EXCERPT =>
★ ★ ★ ★ ★
Even Lower Fertility Rates A Welcome Possibility
  • February 15, 2023

The human population will likely continue to set records. But there is hope.

One of our recent blog entries detailed our record setting population around the world and at home. In 1997, the population of Utah sat at just over 2.0 million; today, it’s around 3.4 million and is projected to increase to nearly 5.5 million by 2060. The world’s population in 1997 was 5.9 billion. In November 2022, the world population blew past the 8 billion mark. 

To capture our state’s expected growth in slightly different terms, the projected population growth in Utah from today to 2060 augers a 60% increase and an average over 55,000 new people per year for the next 37 years.  

Clearly, Utah’s population has expanded at a breathtaking rate, setting new high records every year, essentially every day. How long can that kind of streak continue?

Perhaps, thankfully, not much longer. Although the trend in our total number of people remains discouraging, there is good news. Fertility rates are down in Utah. Back in 1997, the fertility rate was 2.6. By 2020, it had dropped to 1.9. (A fertility rate of 2.1 child per woman represents the replacement level.) Utah no longer even has the highest fertility rates among the states!  

And there is encouraging news for global population, as well. A recent article entitled “Bending the Curve by 2030,” in the Journal of Population and Sustainability, provides a hopeful, plausible outlook for population. What if the fertility rate across the world approached 1.5 births per woman around the year 2030? If we could reach this mark, the world’s population would peak before reaching 9 billion people and could then decrease to four billion sometime after 2100 — a decrease of over 4 billion people in about 90 years.
★ ★ ★ ★ ★
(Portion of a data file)
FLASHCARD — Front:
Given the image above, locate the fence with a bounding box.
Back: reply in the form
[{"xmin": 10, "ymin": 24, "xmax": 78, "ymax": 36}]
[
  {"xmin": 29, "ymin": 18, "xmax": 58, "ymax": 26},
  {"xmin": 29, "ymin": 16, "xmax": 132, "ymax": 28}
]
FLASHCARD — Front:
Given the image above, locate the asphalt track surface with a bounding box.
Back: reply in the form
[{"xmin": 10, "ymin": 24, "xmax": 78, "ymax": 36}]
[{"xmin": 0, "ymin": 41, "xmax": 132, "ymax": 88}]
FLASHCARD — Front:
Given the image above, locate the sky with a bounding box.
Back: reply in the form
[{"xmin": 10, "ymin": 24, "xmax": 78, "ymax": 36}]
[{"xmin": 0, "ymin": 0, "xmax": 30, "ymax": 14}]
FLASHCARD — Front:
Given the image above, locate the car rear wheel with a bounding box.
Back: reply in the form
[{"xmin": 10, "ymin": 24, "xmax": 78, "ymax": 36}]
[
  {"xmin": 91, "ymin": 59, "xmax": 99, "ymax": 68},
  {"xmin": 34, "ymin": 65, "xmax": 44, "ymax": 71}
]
★ ★ ★ ★ ★
ACTIONS TO TAKE =>
A: Reproduce the post on fertility rates in full, word for word.
B: Write out all of the rows from the data file verbatim, from first to last.

RESULTS BY TASK =>
A:
Even Lower Fertility Rates A Welcome Possibility
  • February 15, 2023

The human population will likely continue to set records. But there is hope.

One of our recent blog entries detailed our record setting population around the world and at home. In 1997, the population of Utah sat at just over 2.0 million; today, it’s around 3.4 million and is projected to increase to nearly 5.5 million by 2060. The world’s population in 1997 was 5.9 billion. In November 2022, the world population blew past the 8 billion mark. 

To capture our state’s expected growth in slightly different terms, the projected population growth in Utah from today to 2060 augers a 60% increase and an average over 55,000 new people per year for the next 37 years.  

Clearly, Utah’s population has expanded at a breathtaking rate, setting new high records every year, essentially every day. How long can that kind of streak continue?

Perhaps, thankfully, not much longer. Although the trend in our total number of people remains discouraging, there is good news. Fertility rates are down in Utah. Back in 1997, the fertility rate was 2.6. By 2020, it had dropped to 1.9. (A fertility rate of 2.1 child per woman represents the replacement level.) Utah no longer even has the highest fertility rates among the states!  

And there is encouraging news for global population, as well. A recent article entitled “Bending the Curve by 2030,” in the Journal of Population and Sustainability, provides a hopeful, plausible outlook for population. What if the fertility rate across the world approached 1.5 births per woman around the year 2030? If we could reach this mark, the world’s population would peak before reaching 9 billion people and could then decrease to four billion sometime after 2100 — a decrease of over 4 billion people in about 90 years.

B:
FLASHCARD — Front:
Given the image above, locate the fence with a bounding box.
Back: reply in the form
[{"xmin": 10, "ymin": 24, "xmax": 78, "ymax": 36}]
[
  {"xmin": 29, "ymin": 18, "xmax": 58, "ymax": 26},
  {"xmin": 29, "ymin": 16, "xmax": 132, "ymax": 28}
]
FLASHCARD — Front:
Given the image above, locate the asphalt track surface with a bounding box.
Back: reply in the form
[{"xmin": 10, "ymin": 24, "xmax": 78, "ymax": 36}]
[{"xmin": 0, "ymin": 41, "xmax": 132, "ymax": 88}]
FLASHCARD — Front:
Given the image above, locate the sky with a bounding box.
Back: reply in the form
[{"xmin": 10, "ymin": 24, "xmax": 78, "ymax": 36}]
[{"xmin": 0, "ymin": 0, "xmax": 30, "ymax": 14}]
FLASHCARD — Front:
Given the image above, locate the car rear wheel with a bounding box.
Back: reply in the form
[{"xmin": 10, "ymin": 24, "xmax": 78, "ymax": 36}]
[
  {"xmin": 91, "ymin": 59, "xmax": 99, "ymax": 68},
  {"xmin": 34, "ymin": 65, "xmax": 44, "ymax": 71}
]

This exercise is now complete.